> _What is being asked_
Present the following entries again, word for word and in full.

━━━━━━━━━━━━━━━━

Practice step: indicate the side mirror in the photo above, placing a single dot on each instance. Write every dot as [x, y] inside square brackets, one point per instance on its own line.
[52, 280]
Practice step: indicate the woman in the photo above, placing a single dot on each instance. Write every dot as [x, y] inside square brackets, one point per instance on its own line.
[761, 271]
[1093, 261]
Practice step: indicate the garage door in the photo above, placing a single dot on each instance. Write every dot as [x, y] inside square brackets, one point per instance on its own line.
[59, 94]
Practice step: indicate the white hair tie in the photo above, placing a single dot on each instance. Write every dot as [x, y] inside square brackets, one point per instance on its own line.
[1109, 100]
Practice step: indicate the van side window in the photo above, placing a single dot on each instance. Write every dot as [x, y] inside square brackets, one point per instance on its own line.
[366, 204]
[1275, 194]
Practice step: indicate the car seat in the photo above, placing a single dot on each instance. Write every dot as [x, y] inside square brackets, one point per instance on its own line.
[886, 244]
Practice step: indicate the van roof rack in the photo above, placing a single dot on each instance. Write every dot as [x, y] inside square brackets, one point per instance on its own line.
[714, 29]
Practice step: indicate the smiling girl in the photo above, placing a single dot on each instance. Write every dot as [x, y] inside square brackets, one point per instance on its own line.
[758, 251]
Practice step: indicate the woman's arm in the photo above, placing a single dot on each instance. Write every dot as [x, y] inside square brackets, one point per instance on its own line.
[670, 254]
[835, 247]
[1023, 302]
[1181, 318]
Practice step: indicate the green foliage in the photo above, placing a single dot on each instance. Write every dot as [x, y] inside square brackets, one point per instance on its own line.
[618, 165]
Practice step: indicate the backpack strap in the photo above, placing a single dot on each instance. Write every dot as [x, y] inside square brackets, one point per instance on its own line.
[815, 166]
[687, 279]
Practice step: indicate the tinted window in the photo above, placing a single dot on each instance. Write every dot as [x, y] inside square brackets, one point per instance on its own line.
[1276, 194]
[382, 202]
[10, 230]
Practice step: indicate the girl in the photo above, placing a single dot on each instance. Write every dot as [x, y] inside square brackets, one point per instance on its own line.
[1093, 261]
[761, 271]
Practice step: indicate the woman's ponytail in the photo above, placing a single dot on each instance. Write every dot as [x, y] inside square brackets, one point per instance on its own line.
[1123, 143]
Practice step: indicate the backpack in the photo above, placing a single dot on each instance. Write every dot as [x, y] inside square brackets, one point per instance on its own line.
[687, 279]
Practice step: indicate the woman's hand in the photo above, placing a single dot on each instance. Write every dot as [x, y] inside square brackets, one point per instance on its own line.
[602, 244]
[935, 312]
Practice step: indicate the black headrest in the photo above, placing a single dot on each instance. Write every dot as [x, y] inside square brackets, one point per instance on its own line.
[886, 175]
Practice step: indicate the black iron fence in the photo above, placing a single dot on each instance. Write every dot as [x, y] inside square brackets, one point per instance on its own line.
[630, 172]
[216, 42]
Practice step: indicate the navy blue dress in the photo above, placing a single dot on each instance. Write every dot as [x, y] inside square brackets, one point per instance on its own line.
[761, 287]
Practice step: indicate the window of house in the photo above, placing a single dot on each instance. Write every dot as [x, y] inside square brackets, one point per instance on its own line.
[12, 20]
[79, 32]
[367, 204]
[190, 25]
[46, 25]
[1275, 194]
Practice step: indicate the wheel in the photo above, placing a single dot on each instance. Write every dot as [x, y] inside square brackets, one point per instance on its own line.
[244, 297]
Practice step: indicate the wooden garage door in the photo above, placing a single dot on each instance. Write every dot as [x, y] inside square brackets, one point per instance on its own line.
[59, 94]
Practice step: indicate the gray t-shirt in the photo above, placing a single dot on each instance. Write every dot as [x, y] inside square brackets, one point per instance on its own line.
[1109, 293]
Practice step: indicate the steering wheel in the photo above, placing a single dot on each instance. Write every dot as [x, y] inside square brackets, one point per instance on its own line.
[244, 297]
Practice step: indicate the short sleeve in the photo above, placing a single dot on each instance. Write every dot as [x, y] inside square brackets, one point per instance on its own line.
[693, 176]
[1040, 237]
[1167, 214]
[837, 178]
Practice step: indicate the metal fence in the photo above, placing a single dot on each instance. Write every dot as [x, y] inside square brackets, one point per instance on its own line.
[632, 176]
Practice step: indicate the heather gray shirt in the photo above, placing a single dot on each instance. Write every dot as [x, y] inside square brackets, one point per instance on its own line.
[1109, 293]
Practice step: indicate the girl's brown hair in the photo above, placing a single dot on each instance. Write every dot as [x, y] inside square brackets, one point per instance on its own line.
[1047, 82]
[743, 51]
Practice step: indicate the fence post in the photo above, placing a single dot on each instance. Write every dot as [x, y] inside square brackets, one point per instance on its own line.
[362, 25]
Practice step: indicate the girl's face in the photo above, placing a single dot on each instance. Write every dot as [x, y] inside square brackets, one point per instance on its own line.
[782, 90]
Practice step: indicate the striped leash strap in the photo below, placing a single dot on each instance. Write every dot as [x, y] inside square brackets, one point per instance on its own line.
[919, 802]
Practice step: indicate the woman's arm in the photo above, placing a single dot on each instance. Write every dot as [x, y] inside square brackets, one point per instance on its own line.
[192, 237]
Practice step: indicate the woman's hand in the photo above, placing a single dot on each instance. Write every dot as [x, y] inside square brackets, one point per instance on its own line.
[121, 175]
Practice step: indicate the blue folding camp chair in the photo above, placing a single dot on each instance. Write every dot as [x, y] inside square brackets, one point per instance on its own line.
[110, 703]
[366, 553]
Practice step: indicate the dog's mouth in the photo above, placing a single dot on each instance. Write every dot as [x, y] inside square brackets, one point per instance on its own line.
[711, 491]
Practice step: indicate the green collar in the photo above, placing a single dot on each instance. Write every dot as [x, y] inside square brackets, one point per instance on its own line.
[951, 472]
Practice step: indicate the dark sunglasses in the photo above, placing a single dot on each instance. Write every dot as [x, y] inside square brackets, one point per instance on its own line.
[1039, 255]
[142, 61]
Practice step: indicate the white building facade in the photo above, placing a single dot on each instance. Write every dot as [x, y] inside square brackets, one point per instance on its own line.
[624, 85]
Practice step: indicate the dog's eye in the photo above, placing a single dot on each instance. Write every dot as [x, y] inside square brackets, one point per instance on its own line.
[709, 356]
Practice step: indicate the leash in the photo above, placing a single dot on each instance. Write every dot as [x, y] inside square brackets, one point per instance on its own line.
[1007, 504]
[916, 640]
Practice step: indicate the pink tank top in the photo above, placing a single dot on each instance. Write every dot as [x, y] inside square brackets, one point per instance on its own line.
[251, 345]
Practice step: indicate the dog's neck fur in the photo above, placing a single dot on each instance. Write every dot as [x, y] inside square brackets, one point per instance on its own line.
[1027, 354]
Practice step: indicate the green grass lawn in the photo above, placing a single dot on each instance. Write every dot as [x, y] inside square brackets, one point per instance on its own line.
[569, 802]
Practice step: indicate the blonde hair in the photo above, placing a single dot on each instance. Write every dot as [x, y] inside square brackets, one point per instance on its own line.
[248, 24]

━━━━━━━━━━━━━━━━

> _Correct result_
Practice step: indicate the side mirror in the photo above, placing a single dot on each instance. Write every dot as [x, y] inside square brackets, one point per instance on its own line.
[52, 280]
Practice step: indicate the woman in the photo above, placing a single dot on each instance. Write every dot as [x, y] inside square brackets, one point per instance on its own line.
[761, 271]
[1093, 261]
Practice step: indicate the garage door in the photo above, placing a single dot on each instance. Write every dot as [x, y] inside square brackets, one point per instance on its own line.
[59, 94]
Practice step: indicate the white hair tie in the photo above, placing a single dot on each instance. Write every dot as [x, y] inside square brackets, one point per instance on its own line.
[1109, 100]
Practice step: indicate the van side window in the photo above, placing a single dot on each instance. Write every dot as [x, y] inside square brackets, one point per instance on its own line.
[366, 204]
[1275, 194]
Practice step: indicate the car seat in the photo above, placing a single dot on each instance. Write every dot as [x, y] inside square brackets, one point per instance on its own line.
[886, 244]
Practice step: indicate the van roof rack in the photo above, placing a single dot on each instance. Write every dot as [x, y] inside square brackets, one point per instance on its own line.
[714, 29]
Practice step: indicate the smiling girl in the photo above, placing a single dot on each instance. Write every dot as [x, y] inside square brackets, one point per instance on its own line.
[758, 251]
Practice step: indicate the woman's arm in the photo above, placing a single dot on each instance. Write every dot as [x, y] inside square brackets, one point per instance on its own line.
[670, 254]
[835, 247]
[1023, 302]
[1181, 318]
Practice step: indicate the green foliage in the photo above, placing a single dot on each instance. Write every dot as [x, y] inside square brackets, one point per instance on its own line.
[618, 165]
Practice step: indicate the backpack strap in the photo above, placing a single dot on each instance. Write every dot as [x, y] inside square brackets, one point per instance on its own line.
[815, 166]
[687, 279]
Practice step: indicate the tinted window in the photo above, placing a single dot on each instance. Write every dot as [x, y] inside square brackets, one point per instance on its own line.
[1276, 194]
[382, 202]
[10, 230]
Practice step: indicate the girl in the photo above, placing a single dot on each instance. Write every dot as [x, y] inside square brackets, one point per instance on its own line.
[1093, 261]
[761, 271]
Practice step: indicate the woman's ponytail in the photo above, placing a single dot on each instance. Write every dot as [x, y] inside square brackets, one point per instance on its own line.
[1123, 143]
Practice step: indicate the backpack in the photo above, placing a single dot on each instance. Write every dot as [x, y] inside square brackets, one point per instance on its own line.
[687, 279]
Practice step: indicate the woman's hand in the photo above, placing a single dot on each instance. Write every dot as [x, y] inside square brackets, one point per instance on its own line.
[602, 244]
[935, 312]
Practice step: indicate the black headrest in the photo above, placing a single dot on each instance. Write every dot as [x, y] inside square brackets, one point per instance on its own line.
[886, 175]
Practice step: indicate the black iron fence in the photo above, placing a single dot on each instance. Write every dot as [x, y] inside square brackets, one point per instance on its own line.
[630, 172]
[216, 42]
Practice step: indicate the navy blue dress in the photo above, placing a single dot on each instance. Write every dot as [x, y] inside square brackets, one point per instance on its own line.
[761, 287]
Practice step: indicate the window of house in the photo above, placing a single dot on each instance. Write every dot as [x, y] inside square brackets, one point per instance on its own line.
[12, 20]
[79, 32]
[367, 204]
[190, 25]
[46, 25]
[1275, 194]
Practice step: indicate the wheel in the photo above, placing a single dot on each instance. Write every dot as [x, y] inside square brackets, one point per instance on its own line.
[244, 297]
Practice step: indicate the wooden garage door in the photo above, placing a single dot on each instance. Write every dot as [x, y] inside square brackets, one point per instance on its own line.
[59, 94]
Practice step: indicate the gray t-shirt in the photo above, placing a single dot on each instance. Write every dot as [x, y] inside square brackets, one point per instance on its own line.
[1109, 293]
Practice step: indicate the steering wheel in the photo above, placing a single dot on each instance. Write every dot as [x, y] inside square brackets, one point per instance on its own line.
[244, 297]
Practice step: indicate the short sleeve in the photo above, placing a single dot on each instance. Write every dot as [x, y] inside square brackets, one point per instance on its own line.
[693, 176]
[1040, 237]
[1167, 214]
[837, 178]
Practice step: indicate the metal fence in the photo above, placing a single dot on each instance. Write every dot as [x, y] inside square brackets, one point per instance on its own line.
[632, 176]
Practice step: indicate the heather gray shirt in the photo above, placing a single dot on each instance. Write every dot as [x, y] inside square brackets, one point per instance on its own line.
[1109, 293]
Practice step: indicate the girl's brown hair in the photo above, placing a single dot on each instance. Write every dot as [x, y] inside square brackets, one point per instance on its own line.
[1047, 82]
[743, 51]
Practice step: indicate the fence post in the photo above, placing a single dot on each instance. Write every dot as [x, y] inside square brackets, one point per instance on its own line.
[362, 25]
Practice step: indicate the girl's face in the photo above, placing a single dot on each instance. Write every dot as [x, y] inside square brackets, one point per instance on its own line.
[782, 90]
Practice step: indicate the striped leash strap in the photo below, placing a single dot on each instance. Write every dot as [x, y] inside square brackets, one point per instance on its own line.
[919, 802]
Practice step: indicate the woman's arm in the photo above, placing a single dot on each instance. Write every dot as [x, y] inside square brackets, one point per instance on its own line.
[192, 237]
Practice step: indicate the woman's hand in the photo above, placing a single dot on each instance. Write every dot as [x, y] inside square brackets, one point per instance on its own line.
[121, 175]
Practice step: indicate the blue folding camp chair in the photo above, placing a single dot on each instance. Write every dot as [x, y] inside square brackets, one point per instance on its own line.
[110, 703]
[366, 553]
Practice step: indicate the dog's mouth in the photo above, placing a single dot on each instance. Write every dot as [x, y] inside square brackets, one point per instance on its own line.
[711, 491]
Practice step: indicate the green collar in the photo above, placing a single dot on each instance. Write every dot as [x, y] inside square brackets, one point per instance on its own line.
[951, 472]
Practice step: indicate the dark sunglasses in the photo above, placing a single dot on each instance. Write every dot as [x, y] inside square brackets, one point per instance on its own line.
[1039, 255]
[142, 61]
Practice step: indicate the white building facade in the photo above, placing a single dot on each instance. Write every dot as [x, y] inside square brackets, one point per instance on its own line.
[624, 85]
Practice step: indicate the dog's eye in the photo above, placing a single dot on each instance. Write every dot as [x, y] inside square brackets, one point per instance on its own line.
[709, 356]
Practice step: indicate the leash in the photo above, placing a single dot on each instance. Write every dot as [x, y] inside square brackets, one point per instance on its own line.
[1007, 504]
[916, 640]
Practice step: indicate the pink tank top in the photo above, placing a single dot on each instance. Write every dot as [x, y] inside square brackets, one point per instance on its own line.
[251, 345]
Practice step: indicate the dog's neck fur in the photo above, placing a single dot on each instance. Write every dot as [x, y] inside square brackets, one point per instance on its own line.
[1027, 354]
Practice step: indicate the green grass lawn in the photo above, placing a single dot on each instance. Write every dot as [x, y] inside square brackets, one point per instance on its own line.
[569, 802]
Practice step: indicate the blonde hair in the photo above, placing a single dot on each instance. Write every dot as [x, y] inside square brackets, one point per instance on its own line.
[248, 24]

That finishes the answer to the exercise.